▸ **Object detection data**
************
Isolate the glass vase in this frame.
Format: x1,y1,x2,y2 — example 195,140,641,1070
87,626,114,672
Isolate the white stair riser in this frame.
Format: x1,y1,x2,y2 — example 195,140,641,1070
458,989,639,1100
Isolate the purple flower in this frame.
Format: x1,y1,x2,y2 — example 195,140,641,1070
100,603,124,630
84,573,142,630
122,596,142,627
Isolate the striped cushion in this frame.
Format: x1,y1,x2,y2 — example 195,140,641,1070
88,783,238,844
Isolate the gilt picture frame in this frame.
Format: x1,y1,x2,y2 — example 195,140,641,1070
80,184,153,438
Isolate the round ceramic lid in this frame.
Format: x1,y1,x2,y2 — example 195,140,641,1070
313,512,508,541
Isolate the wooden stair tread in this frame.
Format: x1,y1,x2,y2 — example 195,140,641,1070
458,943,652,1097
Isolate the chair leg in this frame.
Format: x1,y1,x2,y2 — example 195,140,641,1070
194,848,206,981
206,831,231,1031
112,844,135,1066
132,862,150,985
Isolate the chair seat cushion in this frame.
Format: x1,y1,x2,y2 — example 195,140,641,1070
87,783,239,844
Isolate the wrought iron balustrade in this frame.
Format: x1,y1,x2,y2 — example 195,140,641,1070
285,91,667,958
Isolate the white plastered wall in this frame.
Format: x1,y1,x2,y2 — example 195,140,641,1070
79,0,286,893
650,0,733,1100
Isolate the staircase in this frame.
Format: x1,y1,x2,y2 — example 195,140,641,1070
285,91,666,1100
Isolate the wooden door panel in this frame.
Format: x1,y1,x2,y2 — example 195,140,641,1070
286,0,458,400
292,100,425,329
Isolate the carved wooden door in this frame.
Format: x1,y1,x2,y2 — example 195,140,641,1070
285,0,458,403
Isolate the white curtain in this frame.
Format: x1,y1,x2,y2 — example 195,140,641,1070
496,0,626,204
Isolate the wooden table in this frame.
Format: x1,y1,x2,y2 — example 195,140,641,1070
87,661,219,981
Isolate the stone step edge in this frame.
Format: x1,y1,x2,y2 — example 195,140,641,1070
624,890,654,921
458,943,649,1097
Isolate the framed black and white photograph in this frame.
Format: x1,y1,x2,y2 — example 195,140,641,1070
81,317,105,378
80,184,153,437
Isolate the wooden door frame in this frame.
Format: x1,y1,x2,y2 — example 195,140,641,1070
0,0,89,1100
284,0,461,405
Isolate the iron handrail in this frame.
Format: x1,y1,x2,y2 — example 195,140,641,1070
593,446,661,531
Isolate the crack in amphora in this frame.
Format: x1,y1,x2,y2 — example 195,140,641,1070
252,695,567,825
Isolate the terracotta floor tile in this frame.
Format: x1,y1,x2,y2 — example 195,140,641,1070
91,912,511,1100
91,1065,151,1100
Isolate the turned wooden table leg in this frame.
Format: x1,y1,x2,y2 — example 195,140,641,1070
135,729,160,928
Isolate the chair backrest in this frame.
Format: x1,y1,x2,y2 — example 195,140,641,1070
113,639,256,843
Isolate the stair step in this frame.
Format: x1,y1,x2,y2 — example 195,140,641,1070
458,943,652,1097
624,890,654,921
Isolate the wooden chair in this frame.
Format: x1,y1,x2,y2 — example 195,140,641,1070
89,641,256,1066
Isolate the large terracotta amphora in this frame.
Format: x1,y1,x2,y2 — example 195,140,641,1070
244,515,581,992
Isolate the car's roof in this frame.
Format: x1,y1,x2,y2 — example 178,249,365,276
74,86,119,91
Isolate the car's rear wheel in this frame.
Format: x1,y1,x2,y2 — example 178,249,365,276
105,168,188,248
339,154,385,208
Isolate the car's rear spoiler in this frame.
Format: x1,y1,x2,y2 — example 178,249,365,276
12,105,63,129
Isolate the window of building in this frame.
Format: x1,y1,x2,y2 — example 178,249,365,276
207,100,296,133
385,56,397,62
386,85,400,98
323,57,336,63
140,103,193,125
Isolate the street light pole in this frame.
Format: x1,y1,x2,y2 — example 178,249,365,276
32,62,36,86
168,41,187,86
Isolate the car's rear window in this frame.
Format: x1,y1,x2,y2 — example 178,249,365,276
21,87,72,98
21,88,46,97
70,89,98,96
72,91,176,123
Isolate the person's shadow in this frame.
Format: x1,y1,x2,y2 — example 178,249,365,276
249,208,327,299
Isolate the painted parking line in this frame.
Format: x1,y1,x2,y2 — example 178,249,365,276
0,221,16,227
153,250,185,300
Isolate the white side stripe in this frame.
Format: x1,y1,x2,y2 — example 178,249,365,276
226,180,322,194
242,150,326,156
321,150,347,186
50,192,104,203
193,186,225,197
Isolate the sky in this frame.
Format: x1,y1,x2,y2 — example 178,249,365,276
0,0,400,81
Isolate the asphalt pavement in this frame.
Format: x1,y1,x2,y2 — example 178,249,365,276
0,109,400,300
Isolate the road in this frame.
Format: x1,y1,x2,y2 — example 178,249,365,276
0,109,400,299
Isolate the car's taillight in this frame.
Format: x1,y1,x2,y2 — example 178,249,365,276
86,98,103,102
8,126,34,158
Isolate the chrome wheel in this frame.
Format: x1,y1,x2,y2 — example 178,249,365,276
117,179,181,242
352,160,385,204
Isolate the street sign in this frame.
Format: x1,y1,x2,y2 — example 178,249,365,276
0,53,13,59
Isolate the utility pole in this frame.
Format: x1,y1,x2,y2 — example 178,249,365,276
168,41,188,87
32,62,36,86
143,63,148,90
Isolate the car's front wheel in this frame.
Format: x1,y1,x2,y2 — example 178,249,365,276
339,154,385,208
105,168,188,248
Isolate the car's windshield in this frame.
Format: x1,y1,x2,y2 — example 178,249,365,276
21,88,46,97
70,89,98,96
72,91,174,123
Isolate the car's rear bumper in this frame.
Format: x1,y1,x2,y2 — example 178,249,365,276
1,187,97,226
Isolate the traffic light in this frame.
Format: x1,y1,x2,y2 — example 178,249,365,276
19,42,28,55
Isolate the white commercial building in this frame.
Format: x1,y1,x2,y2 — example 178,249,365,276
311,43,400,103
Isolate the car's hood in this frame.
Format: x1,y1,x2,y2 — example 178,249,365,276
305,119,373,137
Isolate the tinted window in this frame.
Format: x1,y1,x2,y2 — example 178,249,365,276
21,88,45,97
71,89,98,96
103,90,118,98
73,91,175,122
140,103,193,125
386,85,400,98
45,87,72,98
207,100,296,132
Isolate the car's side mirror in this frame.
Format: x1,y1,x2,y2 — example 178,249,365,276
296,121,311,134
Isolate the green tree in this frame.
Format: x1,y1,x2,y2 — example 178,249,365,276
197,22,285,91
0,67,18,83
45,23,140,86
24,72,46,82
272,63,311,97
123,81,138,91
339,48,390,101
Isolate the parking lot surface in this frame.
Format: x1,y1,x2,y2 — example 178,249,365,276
************
Please change "Isolate" to "Locate" throughout the rows that start with the line containing "Isolate the large" and end with the line containing "12,105,63,129". Return those lines with nothing else altered.

▸ **Answer to the task**
Locate the large terracotta amphora in this frame.
Format: x1,y1,x2,y2 — example 195,140,641,1070
244,515,581,992
Locate the car's roof in this frame.
Format: x1,y1,x2,y2 — example 178,249,365,276
74,86,119,91
Locate the car's rear wheel in this frame.
Format: x1,y1,x2,y2 — example 178,249,365,276
105,168,188,248
339,154,385,208
Locate the car's rear spoiler in this frame.
Format: x1,y1,x2,y2 — example 178,249,365,276
12,105,63,129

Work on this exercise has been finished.